# Brief
Going from the line that contains "The client would like the twig" to the last line of the material below, repeat every line exactly.

# Dataset entries
━━━━━━━━━━━━━━━━━━━━━━━━━━━━━━
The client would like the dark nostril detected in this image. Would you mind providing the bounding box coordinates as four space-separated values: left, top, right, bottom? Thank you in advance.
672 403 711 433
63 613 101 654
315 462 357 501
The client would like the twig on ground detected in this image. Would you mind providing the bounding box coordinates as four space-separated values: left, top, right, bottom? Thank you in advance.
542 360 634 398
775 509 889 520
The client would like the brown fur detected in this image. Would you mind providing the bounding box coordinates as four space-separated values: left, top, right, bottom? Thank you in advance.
━━━━━━━━━━━━━━━━━━━━━━━━━━━━━━
# Your response
The client would like the twig on ground detected in this image. Would you mind providing the bounding box coordinates as four space-separated values: left, top, right, bottom? Thank you in advance.
542 360 634 398
775 509 889 520
The client would like the brown fur detected in this image. Would you mind providing the bounding box coordinates as four space-separated values: left, top, right, bottom? Thank you in advance.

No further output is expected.